• SOURCE DOCUMENT:

I’d happily have foregone the strings and vocal group, but neither can be heard on “At the Fat Man’s” (1947), where Charlie Shavers doesn’t just arrange and sing, but plays trumpet. Sy Oliver would have been a huge asset as trumpet soloist, but Shavers was the ultimate swing trumpeter. “Tonight I Shall Sleep” is by the 1945 Ellington band with Dorsey as featured trombone solo, with Johnny Hodges on alto almost outdoing him. Ellington’s piano features with the Dorsey band is one of Oliver’s best arrangements, “The Minor Goes Muggin'”: amazing brass, Shavers soloing on top. Rich thrashes. Ellington’s piano was also featured with Dorsey’s band on radio: there’s an amazing “Take the A Train” on Disc 3. Ellington performs the introductory patter much better than TD.

Eight of the radio titles have Sinatra, which might not be the advantage the notes suggest since there’s also a Sinatra-with-TD set advertised.

For some, less comprehensive representation would have been preferable: I mean a set rather of the jazz which was one of several aspects of Dorsey’s performing repertoire. The broadcast recording of “Liebestraum” — TD did like themes from the light classics — substitutes for a studio recording the authoritative Albert McCarthy commended along with (omitted from the present set) a “Hallelujah” with Berigan, Oliver’s “Well, Git It”, and a very early “Tiger Rag” as well as the very late small group “Dirty Dozens” and “Trouble in Mind” with Billy Butterfield on trumpet in a Dixieland style from an otherwise mediocre album. The Bluebird CD Yes Indeed! was ,however, a good selection of the 1939-45 jazz.

• EXTRACTED DATA:
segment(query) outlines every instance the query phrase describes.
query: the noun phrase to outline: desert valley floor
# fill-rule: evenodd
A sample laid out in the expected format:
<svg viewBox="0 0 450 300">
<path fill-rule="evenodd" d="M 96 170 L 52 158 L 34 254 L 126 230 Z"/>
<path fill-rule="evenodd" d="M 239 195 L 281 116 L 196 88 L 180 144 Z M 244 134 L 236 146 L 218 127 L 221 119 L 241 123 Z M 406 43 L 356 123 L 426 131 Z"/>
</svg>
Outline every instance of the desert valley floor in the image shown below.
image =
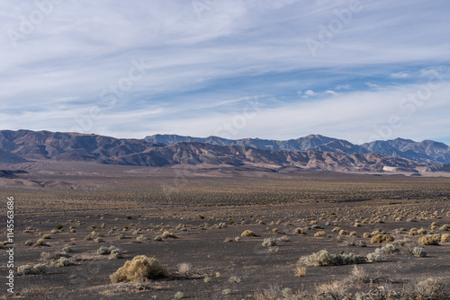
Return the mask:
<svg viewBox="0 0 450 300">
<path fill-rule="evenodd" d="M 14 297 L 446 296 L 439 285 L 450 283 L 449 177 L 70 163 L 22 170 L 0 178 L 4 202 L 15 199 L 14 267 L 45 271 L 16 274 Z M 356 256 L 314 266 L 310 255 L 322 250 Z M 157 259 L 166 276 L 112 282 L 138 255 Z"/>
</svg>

• TASK INSTRUCTIONS:
a) Answer these from the Dorsey review:
(i) What instrument does Charlie Shavers play on "At the Fat Man's"?
(ii) How many of the radio titles have Sinatra?
(iii) Who is on trumpet on "Trouble in Mind"?
b) Reproduce the Dorsey review from "Eight of the" to "the 1939-45 jazz.", word for word.
The lines are separate material and have nothing to do with the Dorsey review.

• ANSWERS TO THE PROBLEMS:
a)
(i) Trumpet
(ii) Eight
(iii) Billy Butterfield

b)
Eight of the radio titles have Sinatra, which might not be the advantage the notes suggest since there’s also a Sinatra-with-TD set advertised.

For some, less comprehensive representation would have been preferable: I mean a set rather of the jazz which was one of several aspects of Dorsey’s performing repertoire. The broadcast recording of “Liebestraum” — TD did like themes from the light classics — substitutes for a studio recording the authoritative Albert McCarthy commended along with (omitted from the present set) a “Hallelujah” with Berigan, Oliver’s “Well, Git It”, and a very early “Tiger Rag” as well as the very late small group “Dirty Dozens” and “Trouble in Mind” with Billy Butterfield on trumpet in a Dixieland style from an otherwise mediocre album. The Bluebird CD Yes Indeed! was ,however, a good selection of the 1939-45 jazz.